> Task description: Reproduce the records below in full and without edits, omitting images.

■ ■ ■

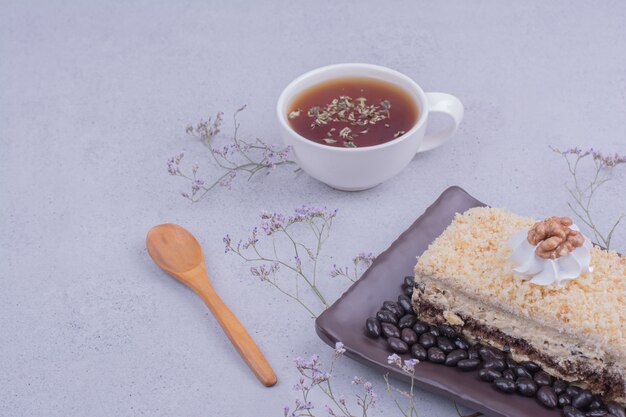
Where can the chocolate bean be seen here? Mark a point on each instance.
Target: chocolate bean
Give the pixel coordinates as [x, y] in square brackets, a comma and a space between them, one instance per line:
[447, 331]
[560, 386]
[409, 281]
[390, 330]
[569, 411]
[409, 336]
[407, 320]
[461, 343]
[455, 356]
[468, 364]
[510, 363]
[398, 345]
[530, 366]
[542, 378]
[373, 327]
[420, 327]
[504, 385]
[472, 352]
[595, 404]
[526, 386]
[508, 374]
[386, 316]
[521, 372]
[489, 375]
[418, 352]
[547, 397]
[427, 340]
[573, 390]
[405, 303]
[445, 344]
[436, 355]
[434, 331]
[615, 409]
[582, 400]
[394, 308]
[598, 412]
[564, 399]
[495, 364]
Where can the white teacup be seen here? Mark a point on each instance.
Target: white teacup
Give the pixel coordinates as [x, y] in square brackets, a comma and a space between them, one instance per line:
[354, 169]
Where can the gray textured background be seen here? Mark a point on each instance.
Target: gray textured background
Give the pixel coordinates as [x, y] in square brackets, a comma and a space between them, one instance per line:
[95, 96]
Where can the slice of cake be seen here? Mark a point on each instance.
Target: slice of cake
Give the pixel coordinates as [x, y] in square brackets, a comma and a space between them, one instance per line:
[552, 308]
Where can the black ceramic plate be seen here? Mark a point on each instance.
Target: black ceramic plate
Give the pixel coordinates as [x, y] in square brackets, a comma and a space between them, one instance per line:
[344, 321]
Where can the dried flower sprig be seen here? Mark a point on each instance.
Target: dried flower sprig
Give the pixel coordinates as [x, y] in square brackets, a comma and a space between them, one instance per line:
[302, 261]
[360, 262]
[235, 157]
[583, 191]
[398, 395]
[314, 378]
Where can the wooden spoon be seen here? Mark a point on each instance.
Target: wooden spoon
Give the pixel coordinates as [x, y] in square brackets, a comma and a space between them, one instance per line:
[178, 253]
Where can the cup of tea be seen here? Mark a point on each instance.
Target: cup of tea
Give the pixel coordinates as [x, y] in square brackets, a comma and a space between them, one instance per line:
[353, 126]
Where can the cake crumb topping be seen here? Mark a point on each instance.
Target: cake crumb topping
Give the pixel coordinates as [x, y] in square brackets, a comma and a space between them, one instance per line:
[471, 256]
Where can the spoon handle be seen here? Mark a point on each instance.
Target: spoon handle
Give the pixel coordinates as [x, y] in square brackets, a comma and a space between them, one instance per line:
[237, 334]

■ ■ ■

> Answer to this problem:
Where can the chocolate bean be seen here? Mark a point on each instance.
Target: chocolate bean
Give the pixel coordinates as [x, y] in square brackets, a comma and a space between them, one instance per line:
[447, 331]
[560, 386]
[409, 281]
[390, 330]
[569, 411]
[409, 336]
[407, 320]
[461, 343]
[455, 356]
[468, 364]
[510, 363]
[398, 345]
[530, 366]
[542, 378]
[373, 327]
[420, 327]
[504, 385]
[472, 352]
[595, 404]
[526, 386]
[508, 374]
[386, 316]
[521, 372]
[489, 375]
[418, 352]
[547, 397]
[427, 340]
[573, 390]
[405, 303]
[445, 344]
[436, 355]
[434, 331]
[615, 409]
[582, 400]
[394, 308]
[598, 412]
[564, 399]
[495, 364]
Where can the white teacup be seen here? Mark a point on each instance.
Target: white teacup
Give the pixel coordinates as [x, y] in square brackets, a comma and a space between them, one instance per line:
[354, 169]
Where can the gray textured background be seen here? Mark a point on each instance.
Target: gray textured background
Give the pixel coordinates as [x, y] in square brackets, a comma and a space between them, one instance per line:
[95, 96]
Where can the slice of cake be seen here? Mark a point on each instance.
Target: slice of cake
Give the pixel coordinates as [x, y] in square brackets, a comma and a space between them, one instance per line:
[552, 308]
Where can the black ceramic plate be seen here? Mark a point on each instance.
Target: black ceramic plate
Give the pixel coordinates as [x, y] in square brackets, a comma and a space between them, one instance per line:
[344, 321]
Where can the dried flower sprig be seen here? Mark a point on each instance.
Target: dried flower sprig
Give the pixel coordinates as [x, y] in square brackets, a comma and a space between them, one instance per line:
[302, 261]
[360, 262]
[235, 157]
[583, 191]
[398, 395]
[314, 378]
Where can the wooden spoon be seen here? Mark a point on each instance.
Target: wooden spoon
Give the pixel coordinates as [x, y] in square brackets, a comma and a space between them, one instance per line:
[178, 253]
Where can the cup of tea be seen here? Mark a point on each instance.
Target: cup of tea
Give the pixel coordinates as [x, y] in square brackets, a comma and a space between them, one instance per line:
[353, 126]
Where can the cake crumb topping be seen here? Mark a point on each instance.
Target: cake crumb topping
Give the pixel coordinates as [x, y] in square brackets, a comma and a space between them, one instance per line:
[471, 256]
Where can the spoon handle be seen here? Mark a point on each instance.
Target: spoon handle
Give the pixel coordinates as [x, y] in square brackets, a comma and a space between them, one instance per line:
[237, 334]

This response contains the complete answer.